::: GIVEN TEXT :::

The present disclosure relates to a carbon dioxide gas sensor and a gas sensor element.

BACKGROUND

There has been disclosed a semiconductor carbon dioxide gas sensor in the related art.

The carbon dioxide gas sensor disclosed in the related art also responds to gases (for example, a hydrogen gas) other than a carbon dioxide gas. That is, the carbon dioxide gas sensor disclosed in the related art has low gas selectivity for the carbon dioxide gas.

SUMMARY

The present disclosure has been made in view of the problems of the prior art as described above. More specifically, some embodiments of the present disclosure provide a carbon dioxide gas sensor with improved gas selectivity for a carbon dioxide gas.

According to one embodiment of the present disclosure, there is provided a carbon dioxide gas sensor that includes a flow path including an inlet into which a detected target gas is introduced; and a first element and at least one second element arranged in the flow path, wherein the first element includes a first solid electrolyte layer, a first cathode, and a first anode, the first solid electrolyte layer being interposed between the first cathode and the first anode, wherein the at least one second element includes a second solid electrolyte layer, a second cathode, and a second anode, the second solid electrolyte layer being interposed between the second cathode and the second anode, wherein the first solid electrolyte layer and the second solid electrolyte layer are formed of an oxygen ion conductor, wherein the first cathode is inside the flow path, and wherein the second cathode and the second anode are inside the flow path and outside the flow path, respectively.

BRIEF DESCRIPTION OF DRAWINGS

The accompanying drawings, which are incorporated in and constitute a part of the specification, illustrate embodiments of the present disclosure.

FIG. 1 is a schematic view of a carbon dioxide gas sensor 100.

FIG. 2 is a cross-sectional view of a first element 20.

FIG. 3 is a process diagram showing a method of manufacturing the first element 20.

FIG. 4A is a cross-sectional view for explaining a first insulating layer forming step S2.

FIG. 4B is a cross-sectional view for explaining a first wiring forming step S3.

FIG. 4C is a cross-sectional view for explaining a second insulating layer forming step S4.

FIG. 4D is a cross-sectional view for explaining a second wiring forming step S5.

FIG. 4E is a cross-sectional view for explaining a third insulating layer forming step S6.

FIG. 4F is a cross-sectional view for explaining a porous oxide layer forming step S7 and a cathode forming step S8.

FIG. 4G is a cross-sectional view for explaining a solid electrolyte layer forming step S9.

FIG. 4H is a cross-sectional view for explaining a patterning step S10.

FIG. 4I is a cross-sectional view for explaining a fourth insulating layer forming step S11.

FIG. 4J is a cross-sectional view for explaining an anode forming step S12.

FIG. 5 is a cross-sectional view of a second element 30.

FIG. 6 is a process diagram showing a method of manufacturing the second element 30.

FIG. 7A is a cross-sectional view for explaining a first insulating layer forming step S15.

FIG. 7B is a cross-sectional view for explaining a wiring forming step S16.

FIG. 7C is a cross-sectional view for explaining a second insulating layer forming step S17.

:::

▶ _STATED TASK 1_
According to the gas sensor excerpt, what is the first and second solid electrolyte layers formed of?
▶ _STATED TASK 2_
Restate the paragraph of the gas sensor excerpt beginning "According to one embodiment of the present disclosure" as a bulleted list that keeps its main facts.
▶ _STATED TASK 3_
Write a continuation of the gas sensor excerpt, beginning after its final sentence.

::: PROVIDED MATERIAL :::

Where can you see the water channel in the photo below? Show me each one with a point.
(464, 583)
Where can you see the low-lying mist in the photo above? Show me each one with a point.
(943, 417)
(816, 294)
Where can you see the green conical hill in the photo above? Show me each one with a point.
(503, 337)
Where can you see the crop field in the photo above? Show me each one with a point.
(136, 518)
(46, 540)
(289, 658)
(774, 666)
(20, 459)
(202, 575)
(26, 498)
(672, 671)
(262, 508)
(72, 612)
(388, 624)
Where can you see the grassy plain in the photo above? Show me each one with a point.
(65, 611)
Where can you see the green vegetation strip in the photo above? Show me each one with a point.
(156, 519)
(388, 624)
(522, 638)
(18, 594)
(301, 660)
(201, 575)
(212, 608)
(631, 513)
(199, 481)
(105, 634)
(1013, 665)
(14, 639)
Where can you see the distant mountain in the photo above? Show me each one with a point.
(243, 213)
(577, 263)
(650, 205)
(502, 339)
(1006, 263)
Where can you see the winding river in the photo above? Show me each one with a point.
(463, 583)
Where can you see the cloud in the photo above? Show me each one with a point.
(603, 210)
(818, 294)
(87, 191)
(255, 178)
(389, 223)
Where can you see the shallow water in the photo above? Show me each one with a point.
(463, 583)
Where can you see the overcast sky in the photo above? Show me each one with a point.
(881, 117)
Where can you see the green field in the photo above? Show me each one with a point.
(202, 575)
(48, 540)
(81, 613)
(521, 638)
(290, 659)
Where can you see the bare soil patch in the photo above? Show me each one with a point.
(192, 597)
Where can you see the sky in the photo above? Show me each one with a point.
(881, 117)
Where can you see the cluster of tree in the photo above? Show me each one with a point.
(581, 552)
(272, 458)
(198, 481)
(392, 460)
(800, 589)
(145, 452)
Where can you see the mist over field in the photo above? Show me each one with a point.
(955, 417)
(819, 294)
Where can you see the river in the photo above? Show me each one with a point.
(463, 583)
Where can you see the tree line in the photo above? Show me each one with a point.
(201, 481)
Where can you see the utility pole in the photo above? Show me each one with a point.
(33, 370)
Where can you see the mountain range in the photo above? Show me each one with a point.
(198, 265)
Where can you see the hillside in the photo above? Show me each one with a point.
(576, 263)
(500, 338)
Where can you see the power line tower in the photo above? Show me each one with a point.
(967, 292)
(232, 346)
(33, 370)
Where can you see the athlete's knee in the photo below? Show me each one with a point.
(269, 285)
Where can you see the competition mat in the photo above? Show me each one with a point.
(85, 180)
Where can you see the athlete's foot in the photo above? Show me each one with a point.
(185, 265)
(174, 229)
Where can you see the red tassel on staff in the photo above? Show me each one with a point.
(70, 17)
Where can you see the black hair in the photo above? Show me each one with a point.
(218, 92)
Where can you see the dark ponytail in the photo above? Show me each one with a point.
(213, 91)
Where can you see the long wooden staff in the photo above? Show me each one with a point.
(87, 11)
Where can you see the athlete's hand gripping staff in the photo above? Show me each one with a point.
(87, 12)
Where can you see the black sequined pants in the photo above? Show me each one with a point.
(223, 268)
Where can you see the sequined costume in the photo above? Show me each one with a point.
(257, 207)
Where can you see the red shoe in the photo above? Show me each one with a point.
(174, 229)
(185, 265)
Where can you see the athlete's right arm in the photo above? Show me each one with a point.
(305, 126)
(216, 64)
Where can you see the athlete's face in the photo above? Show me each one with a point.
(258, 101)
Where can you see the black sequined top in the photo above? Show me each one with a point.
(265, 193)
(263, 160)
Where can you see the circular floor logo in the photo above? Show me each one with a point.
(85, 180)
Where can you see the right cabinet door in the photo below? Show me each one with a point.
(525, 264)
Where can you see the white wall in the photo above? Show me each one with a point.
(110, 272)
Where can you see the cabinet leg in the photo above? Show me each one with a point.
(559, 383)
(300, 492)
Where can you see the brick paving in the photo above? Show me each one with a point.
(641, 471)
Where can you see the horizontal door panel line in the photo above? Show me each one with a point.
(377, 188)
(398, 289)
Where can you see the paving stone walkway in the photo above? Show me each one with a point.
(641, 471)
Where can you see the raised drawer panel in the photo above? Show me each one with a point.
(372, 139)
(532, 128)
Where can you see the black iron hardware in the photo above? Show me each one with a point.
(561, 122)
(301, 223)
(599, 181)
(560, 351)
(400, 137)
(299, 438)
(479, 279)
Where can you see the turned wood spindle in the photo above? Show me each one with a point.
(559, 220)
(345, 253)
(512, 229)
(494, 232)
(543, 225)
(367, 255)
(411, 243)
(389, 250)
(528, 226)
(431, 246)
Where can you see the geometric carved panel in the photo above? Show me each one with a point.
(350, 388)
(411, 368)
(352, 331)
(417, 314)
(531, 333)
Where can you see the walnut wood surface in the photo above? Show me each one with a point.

:::

▶ _WRITTEN REPLY 1_
They are formed of an oxygen ion conductor.

▶ _WRITTEN REPLY 2_
- The carbon dioxide gas sensor has a flow path with an inlet that admits the detected target gas.
- A first element and at least one second element are arranged in the flow path.
- The first element has a first solid electrolyte layer between a first cathode and a first anode.
- Each second element has a second solid electrolyte layer between a second cathode and a second anode.
- Both solid electrolyte layers are formed of an oxygen ion conductor.
- The first cathode is inside the flow path.
- The second cathode is inside the flow path, and the second anode is outside it.

▶ _WRITTEN REPLY 3_
FIG. 7D is a cross-sectional view for explaining a through-hole forming step S18.

FIG. 7E is a cross-sectional view for explaining a porous oxide layer forming step S19 and an anode forming step S20.

FIG. 7F is a cross-sectional view for explaining a solid electrolyte layer forming step S21.

FIG. 7G is a cross-sectional view for explaining a patterning step S22.

FIG. 7H is a cross-sectional view for explaining a third insulating layer forming step S23.

FIG. 7I is a cross-sectional view for explaining a cathode forming step S24.

FIG. 8 is a schematic view of a carbon dioxide gas sensor 100A.

FIG. 9 is an enlarged plan view of a first element 20 used in the carbon dioxide gas sensor 100A.

FIG. 10 is a cross-sectional view of the first element 20 used in the carbon dioxide gas sensor 100A.

FIG. 11 is a schematic view of a carbon dioxide gas sensor 100B.

FIG. 12 is a cross-sectional view of a first element 40.

DETAILED DESCRIPTION

Embodiments of the present disclosure will be now described in detail with reference to the drawings. Throughout the drawings, the same or corresponding parts are denoted by the same reference numerals, and explanation thereof will not be repeated.

First Embodiment

A carbon dioxide gas sensor according to a first embodiment (hereinafter referred to as “carbon dioxide gas sensor 100”) will be described.

<Configuration of Carbon Dioxide Gas Sensor 100>

The configuration of the carbon dioxide gas sensor 100 will be described below.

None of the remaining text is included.